Page text:
And it finally took its toll. I am now sick.

The long hours, the multitude of errands, the lack of sleep, and the most nagging of all – the constant vicious worrying.

I am now to waste my weekends stuck in bed insisting in my mind that my life should be different. That someone should be taking care of me and that I should be happy and content. But for what? I can fancy all I desire but nothing will ever be different.

Mona said, it can only get better, well yeah, I don’t intend to be in flu limbo forever. But the rest, will it be better? Will I finally get what I’ve been hoping for?

***

A few more pages to go before I finish The Swan Thieves. It’s a very melancholic novel. Something I shouldn’t come close even with a yard stick. But hey, it’s company.

Next stop, Say You’re One Of Them.

***

I hope to go to church this Sunday, get some penance or something. This dogged feeling I’ve been living with for almost a month needs a little guidance.





Of Fleetings, Pains and Searches

24 03 2010

Three days of not getting enough sleep and I think I sill need a few days to put up with this.

Earlier, I chanced a nap (instead of lunch) while at work but it was no use, I still feel I have stew for brains. I’ll see if I can move some items around and get some quiet time for myself. Although I highly doubt it, not when I  have too much on my plate … too much in my head.

Yesterday, I dozed off in front of my laptop while researching. Next thing I know, the sleep I thought was enough only registered twenty minutes on the clock. I might have felt rejuvenated but given I had so short a rest I soon found myself weak again.

Task goal:
Write what comes next in the diary entries about illness and lost sleep, picking up after their final sentence. The records aren't needed.

Listed entries:
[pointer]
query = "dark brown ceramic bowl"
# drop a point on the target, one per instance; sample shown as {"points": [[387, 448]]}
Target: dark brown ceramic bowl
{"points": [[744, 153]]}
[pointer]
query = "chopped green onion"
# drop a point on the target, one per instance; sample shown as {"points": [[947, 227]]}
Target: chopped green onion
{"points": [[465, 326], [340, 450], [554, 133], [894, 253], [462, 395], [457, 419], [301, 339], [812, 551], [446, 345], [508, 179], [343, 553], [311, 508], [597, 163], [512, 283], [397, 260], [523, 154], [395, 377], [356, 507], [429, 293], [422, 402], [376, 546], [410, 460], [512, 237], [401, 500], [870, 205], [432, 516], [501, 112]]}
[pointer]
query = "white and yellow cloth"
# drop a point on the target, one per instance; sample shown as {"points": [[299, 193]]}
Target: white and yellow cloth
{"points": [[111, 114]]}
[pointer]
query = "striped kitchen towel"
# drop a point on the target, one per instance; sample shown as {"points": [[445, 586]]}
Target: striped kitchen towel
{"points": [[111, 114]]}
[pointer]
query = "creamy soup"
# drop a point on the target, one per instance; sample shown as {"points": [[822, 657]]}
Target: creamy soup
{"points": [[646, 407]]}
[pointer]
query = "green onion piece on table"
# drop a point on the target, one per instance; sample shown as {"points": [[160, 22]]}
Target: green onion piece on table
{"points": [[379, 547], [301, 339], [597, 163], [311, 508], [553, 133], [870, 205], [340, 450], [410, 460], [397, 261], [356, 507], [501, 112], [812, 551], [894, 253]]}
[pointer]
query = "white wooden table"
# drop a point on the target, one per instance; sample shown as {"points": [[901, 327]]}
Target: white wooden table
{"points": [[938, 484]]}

Exercise result:
The problem is, when it’s time to sleep and I mean really sleep for hours. I can’t. So many things run in my head and until I’ve wasted four hours of tossing and turning that’s the only time I start to conk off.

I know, I need meds for this.

***

Damnit! I’m cutting my nails!

The last time I grew my nails was … was … well, eons ago. So it takes a little getting used to -used to accidentally scratching my own self or poking my own eye.

I love long nails and the girly feeling it gives me but I don’t enjoy getting hurting.

***

I stared aimlessly at so many faces today. Imagining things that are not there … hoping that things were different.

I need something … someone.





The Short Of It

23 03 2010

I took one day out my weekend to spend with Ayie ( my best bud since I think first or seconds grade) and her son (my godchild) Irvine.

Suffice to say, I had a blast. I took them out for burger (I had the shrimp burger while they had baconator – something I can’t wrap my head around), ice cream and movies. I laughed so hard with how glib Irvine is; an eight year old genius who stops you in your track in case you use bad words. He’s a remarkably delightful, patient, polite, obedient and rambunctious boy.

I am planning another day out with them soon.

***

I hardly watch the television. If I do, it’s never the local channels. I’ve never seen (just don’t add the tragic times when I channel surf) a show of Wowowee nor Showtime.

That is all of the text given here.